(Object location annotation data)
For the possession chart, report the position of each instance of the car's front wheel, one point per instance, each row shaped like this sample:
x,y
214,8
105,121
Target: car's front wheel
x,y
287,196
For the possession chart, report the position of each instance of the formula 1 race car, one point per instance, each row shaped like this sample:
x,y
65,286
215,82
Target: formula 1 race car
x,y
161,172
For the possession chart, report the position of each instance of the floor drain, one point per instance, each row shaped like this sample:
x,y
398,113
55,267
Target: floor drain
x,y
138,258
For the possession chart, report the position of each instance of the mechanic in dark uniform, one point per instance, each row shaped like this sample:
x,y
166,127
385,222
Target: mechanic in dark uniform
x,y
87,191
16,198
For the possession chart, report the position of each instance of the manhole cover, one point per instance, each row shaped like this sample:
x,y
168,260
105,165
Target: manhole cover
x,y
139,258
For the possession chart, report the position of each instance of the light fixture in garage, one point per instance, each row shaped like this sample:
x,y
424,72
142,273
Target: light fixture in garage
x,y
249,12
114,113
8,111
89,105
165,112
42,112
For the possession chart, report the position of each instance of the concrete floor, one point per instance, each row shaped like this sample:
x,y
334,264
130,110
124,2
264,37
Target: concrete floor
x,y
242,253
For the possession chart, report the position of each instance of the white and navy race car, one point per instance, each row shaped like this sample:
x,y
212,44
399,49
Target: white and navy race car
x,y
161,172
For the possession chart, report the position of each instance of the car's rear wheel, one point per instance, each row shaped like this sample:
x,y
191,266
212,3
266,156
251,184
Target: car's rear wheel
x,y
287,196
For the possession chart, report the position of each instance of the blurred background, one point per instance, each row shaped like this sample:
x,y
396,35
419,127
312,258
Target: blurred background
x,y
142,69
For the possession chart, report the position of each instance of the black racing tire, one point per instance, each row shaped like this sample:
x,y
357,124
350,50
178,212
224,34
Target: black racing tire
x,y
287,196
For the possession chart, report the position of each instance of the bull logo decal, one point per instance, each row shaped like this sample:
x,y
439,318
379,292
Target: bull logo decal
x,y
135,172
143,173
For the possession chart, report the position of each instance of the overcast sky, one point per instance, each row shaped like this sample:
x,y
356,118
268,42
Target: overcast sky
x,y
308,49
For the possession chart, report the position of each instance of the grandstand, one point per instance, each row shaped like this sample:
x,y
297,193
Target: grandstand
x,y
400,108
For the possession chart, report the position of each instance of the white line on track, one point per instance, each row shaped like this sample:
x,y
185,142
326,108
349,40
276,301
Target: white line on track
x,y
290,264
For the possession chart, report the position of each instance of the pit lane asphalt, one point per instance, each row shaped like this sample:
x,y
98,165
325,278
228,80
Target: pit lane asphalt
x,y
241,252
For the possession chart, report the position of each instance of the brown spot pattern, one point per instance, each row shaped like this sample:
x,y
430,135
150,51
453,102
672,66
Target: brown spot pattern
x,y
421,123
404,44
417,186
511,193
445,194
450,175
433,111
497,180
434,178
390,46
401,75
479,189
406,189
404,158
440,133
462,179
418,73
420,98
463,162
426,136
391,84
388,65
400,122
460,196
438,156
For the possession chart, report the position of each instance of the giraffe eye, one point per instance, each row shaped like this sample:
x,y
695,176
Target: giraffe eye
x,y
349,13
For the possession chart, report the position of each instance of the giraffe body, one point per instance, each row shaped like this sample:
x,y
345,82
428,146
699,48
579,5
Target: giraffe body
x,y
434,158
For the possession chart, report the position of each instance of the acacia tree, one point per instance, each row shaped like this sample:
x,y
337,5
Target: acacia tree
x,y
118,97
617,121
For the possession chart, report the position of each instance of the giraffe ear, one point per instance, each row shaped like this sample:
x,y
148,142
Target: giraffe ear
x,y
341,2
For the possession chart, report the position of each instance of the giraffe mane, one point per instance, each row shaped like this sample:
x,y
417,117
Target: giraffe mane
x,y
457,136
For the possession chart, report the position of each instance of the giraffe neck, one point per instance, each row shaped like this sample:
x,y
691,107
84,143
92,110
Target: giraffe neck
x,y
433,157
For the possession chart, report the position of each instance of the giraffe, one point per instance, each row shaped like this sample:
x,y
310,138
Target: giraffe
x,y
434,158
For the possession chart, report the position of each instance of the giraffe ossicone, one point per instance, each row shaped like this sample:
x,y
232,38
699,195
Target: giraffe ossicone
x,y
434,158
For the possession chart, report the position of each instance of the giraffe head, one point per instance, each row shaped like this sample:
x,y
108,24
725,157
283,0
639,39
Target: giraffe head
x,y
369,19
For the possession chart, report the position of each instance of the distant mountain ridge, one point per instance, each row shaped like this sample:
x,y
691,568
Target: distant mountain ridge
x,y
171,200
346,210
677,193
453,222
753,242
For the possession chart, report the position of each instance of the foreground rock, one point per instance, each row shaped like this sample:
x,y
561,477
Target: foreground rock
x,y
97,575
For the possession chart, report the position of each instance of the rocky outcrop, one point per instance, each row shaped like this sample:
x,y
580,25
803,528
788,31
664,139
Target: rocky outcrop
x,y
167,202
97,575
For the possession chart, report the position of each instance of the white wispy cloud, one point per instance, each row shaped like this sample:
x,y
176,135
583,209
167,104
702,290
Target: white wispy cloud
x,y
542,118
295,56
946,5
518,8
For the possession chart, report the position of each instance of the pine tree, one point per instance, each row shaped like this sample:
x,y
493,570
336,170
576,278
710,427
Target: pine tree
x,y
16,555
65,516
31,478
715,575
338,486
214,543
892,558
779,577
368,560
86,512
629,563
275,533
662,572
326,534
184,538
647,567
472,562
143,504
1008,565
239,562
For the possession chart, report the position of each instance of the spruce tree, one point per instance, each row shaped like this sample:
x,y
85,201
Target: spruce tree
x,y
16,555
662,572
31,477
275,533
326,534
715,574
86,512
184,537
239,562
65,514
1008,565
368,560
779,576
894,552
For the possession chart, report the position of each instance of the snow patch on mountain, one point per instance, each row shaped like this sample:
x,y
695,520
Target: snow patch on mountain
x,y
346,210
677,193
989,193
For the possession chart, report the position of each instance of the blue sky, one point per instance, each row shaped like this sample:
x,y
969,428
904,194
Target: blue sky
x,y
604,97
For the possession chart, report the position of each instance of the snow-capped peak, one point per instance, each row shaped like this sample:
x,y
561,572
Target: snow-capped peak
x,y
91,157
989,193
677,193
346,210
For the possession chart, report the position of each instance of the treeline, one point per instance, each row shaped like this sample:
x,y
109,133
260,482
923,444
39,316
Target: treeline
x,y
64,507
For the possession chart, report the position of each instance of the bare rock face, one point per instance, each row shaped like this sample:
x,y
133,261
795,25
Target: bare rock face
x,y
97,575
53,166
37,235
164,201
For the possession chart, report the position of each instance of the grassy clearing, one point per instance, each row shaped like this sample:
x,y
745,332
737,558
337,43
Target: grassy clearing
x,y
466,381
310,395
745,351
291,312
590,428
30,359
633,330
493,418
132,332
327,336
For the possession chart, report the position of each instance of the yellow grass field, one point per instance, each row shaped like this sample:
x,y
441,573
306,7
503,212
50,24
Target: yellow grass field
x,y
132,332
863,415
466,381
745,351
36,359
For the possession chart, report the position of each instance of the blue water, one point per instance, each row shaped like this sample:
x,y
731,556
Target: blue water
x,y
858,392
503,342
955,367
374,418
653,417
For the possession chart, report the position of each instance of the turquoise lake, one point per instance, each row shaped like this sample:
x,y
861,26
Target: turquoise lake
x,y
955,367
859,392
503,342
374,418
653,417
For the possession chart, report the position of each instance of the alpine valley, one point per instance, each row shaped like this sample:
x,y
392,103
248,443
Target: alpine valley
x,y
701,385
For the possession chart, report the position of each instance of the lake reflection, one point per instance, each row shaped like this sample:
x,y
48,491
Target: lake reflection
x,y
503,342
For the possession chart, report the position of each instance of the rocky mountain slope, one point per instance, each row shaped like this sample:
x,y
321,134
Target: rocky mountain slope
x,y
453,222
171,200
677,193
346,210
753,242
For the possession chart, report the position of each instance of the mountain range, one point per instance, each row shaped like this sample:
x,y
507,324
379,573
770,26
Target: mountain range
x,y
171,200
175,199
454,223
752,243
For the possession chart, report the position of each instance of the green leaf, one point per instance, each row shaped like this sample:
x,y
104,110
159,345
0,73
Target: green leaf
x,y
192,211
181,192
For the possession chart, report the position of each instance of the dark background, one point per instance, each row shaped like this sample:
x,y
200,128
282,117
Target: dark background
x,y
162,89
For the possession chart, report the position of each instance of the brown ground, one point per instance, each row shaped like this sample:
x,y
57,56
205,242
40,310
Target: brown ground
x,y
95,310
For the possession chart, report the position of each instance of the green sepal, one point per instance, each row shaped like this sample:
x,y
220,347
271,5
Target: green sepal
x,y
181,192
==
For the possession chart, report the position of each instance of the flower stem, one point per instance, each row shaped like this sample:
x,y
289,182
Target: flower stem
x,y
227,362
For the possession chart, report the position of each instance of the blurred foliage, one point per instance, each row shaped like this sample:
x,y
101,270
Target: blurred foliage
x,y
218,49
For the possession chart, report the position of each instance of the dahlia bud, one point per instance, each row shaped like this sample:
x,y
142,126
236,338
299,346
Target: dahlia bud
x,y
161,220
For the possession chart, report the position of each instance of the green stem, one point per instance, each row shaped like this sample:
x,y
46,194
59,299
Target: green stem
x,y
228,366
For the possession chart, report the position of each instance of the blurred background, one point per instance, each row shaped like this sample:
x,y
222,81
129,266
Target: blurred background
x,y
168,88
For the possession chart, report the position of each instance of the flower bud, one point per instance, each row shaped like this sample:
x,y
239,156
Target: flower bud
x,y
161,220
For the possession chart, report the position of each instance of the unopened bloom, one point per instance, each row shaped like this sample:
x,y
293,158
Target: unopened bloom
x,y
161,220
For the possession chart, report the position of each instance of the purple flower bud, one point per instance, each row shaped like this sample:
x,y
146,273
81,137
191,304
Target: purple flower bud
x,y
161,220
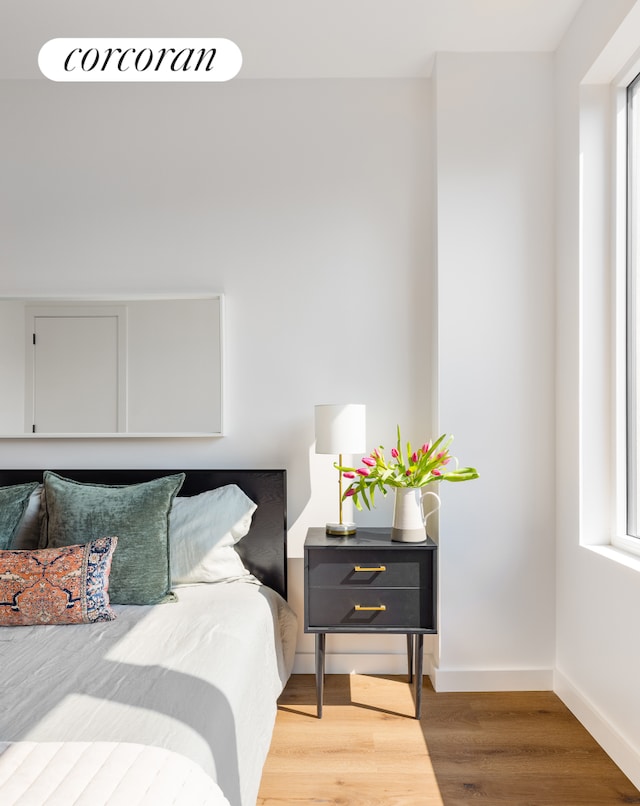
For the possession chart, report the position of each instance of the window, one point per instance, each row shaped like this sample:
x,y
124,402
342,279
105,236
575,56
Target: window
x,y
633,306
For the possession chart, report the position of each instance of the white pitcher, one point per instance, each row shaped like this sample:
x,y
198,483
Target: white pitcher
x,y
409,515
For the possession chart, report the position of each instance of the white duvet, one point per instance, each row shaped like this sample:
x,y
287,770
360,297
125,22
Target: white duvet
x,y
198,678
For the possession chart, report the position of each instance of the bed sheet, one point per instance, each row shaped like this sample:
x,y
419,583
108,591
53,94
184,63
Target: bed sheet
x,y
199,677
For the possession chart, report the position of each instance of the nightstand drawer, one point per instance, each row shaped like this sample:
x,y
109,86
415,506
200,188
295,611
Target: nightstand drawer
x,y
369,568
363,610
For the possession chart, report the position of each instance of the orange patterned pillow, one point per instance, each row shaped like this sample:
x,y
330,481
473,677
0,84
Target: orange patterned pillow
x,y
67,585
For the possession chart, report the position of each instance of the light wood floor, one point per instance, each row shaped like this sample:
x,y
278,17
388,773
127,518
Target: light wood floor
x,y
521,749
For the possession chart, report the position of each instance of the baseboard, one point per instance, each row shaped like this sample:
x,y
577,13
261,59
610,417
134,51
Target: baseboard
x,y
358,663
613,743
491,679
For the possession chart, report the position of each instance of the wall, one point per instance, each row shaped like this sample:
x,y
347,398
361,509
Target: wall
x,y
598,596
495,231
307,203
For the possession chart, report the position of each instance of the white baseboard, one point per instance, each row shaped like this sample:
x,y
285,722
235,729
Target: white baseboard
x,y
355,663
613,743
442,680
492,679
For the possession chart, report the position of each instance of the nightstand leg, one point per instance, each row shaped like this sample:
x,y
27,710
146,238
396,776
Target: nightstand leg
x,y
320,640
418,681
...
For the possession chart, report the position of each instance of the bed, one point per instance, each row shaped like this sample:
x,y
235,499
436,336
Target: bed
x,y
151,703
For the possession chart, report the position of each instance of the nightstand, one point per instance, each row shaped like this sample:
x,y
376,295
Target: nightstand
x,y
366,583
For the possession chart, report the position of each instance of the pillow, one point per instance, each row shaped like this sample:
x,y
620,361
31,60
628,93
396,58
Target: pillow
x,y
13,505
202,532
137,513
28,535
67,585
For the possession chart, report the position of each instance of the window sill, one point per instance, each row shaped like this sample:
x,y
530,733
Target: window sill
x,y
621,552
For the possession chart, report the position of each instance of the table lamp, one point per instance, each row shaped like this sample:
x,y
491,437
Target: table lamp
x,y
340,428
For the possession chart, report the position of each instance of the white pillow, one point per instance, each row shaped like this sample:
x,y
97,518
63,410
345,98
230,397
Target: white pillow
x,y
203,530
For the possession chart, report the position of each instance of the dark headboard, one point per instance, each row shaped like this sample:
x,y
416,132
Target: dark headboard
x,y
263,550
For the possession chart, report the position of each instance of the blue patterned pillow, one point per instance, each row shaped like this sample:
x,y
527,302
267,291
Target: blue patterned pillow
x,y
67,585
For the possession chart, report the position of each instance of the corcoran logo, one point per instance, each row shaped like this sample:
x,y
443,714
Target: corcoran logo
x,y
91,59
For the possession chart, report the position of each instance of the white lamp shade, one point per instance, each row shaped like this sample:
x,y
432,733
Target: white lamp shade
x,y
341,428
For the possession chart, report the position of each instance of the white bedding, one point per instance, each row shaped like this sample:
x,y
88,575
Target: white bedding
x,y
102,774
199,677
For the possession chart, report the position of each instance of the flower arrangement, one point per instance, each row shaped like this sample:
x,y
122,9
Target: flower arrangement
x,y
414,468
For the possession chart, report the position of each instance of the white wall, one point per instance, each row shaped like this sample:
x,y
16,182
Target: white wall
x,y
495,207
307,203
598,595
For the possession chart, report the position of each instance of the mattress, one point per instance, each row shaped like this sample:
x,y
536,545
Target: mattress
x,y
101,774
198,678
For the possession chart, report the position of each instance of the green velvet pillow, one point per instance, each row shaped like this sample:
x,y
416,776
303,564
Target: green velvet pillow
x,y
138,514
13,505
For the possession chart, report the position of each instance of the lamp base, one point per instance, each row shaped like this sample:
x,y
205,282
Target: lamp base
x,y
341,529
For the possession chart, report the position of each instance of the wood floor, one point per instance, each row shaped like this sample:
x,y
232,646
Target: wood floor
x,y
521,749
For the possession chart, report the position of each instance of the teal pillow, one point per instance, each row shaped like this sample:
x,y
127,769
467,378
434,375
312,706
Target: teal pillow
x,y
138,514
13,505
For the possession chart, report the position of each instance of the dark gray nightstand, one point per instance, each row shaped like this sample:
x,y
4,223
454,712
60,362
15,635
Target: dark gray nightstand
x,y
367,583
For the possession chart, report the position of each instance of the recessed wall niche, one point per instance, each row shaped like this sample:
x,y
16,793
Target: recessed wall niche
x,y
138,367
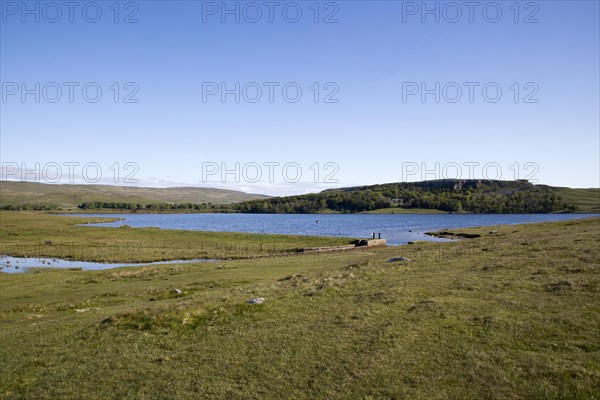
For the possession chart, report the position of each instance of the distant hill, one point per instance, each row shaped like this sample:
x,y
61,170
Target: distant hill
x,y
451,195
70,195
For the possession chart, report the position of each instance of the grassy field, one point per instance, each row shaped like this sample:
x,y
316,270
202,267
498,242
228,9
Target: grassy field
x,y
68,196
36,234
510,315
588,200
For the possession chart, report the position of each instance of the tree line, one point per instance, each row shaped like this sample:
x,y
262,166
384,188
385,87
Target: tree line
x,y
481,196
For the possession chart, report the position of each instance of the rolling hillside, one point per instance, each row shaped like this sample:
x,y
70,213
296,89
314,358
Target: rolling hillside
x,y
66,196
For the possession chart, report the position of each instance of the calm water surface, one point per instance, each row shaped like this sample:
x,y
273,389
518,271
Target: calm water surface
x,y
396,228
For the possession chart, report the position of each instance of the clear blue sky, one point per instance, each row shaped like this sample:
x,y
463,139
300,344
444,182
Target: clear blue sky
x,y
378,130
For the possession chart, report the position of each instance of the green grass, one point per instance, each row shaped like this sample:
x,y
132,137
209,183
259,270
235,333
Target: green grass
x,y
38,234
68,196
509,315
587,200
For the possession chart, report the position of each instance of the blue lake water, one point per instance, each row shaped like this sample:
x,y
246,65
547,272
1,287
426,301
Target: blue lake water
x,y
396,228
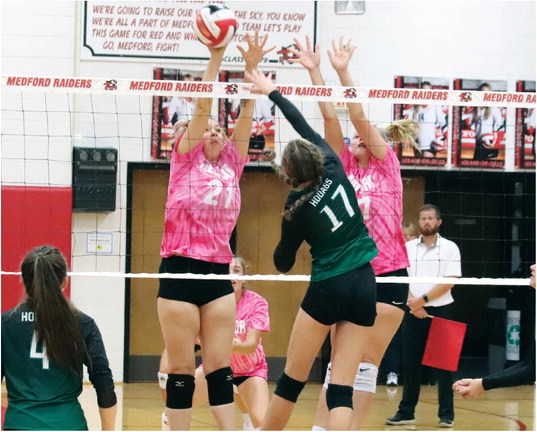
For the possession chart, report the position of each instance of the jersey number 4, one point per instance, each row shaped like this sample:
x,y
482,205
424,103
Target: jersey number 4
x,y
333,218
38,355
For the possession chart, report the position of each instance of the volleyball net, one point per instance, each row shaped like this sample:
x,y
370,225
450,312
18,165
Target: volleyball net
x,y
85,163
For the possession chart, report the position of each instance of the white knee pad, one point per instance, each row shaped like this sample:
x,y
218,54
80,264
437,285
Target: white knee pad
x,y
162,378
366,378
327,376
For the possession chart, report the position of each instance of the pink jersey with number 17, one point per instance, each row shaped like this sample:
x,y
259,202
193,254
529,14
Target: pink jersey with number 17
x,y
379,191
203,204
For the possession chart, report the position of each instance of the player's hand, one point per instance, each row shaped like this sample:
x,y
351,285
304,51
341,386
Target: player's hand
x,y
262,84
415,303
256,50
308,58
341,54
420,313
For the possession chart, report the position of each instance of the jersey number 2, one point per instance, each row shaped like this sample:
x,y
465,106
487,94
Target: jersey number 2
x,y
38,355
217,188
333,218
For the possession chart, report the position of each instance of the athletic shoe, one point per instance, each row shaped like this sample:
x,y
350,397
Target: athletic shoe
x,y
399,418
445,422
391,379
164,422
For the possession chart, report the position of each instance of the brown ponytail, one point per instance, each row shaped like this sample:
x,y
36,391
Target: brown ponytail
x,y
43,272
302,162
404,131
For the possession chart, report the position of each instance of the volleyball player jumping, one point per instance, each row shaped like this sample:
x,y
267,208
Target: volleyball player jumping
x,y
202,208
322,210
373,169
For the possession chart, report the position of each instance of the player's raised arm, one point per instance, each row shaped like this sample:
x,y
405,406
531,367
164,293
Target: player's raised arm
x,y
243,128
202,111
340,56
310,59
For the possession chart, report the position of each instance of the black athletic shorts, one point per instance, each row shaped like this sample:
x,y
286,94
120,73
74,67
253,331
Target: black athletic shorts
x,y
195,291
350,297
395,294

# [SET PROBLEM]
Pick out every line in the rows above that contains the word "reflection", matching case exactly, and copy each such line in full.

# [SOLVED EXERCISE]
For the possession chart, report the position of each instance of the lake reflection, one point per instance, each row shaped like this sample:
Target: lake reflection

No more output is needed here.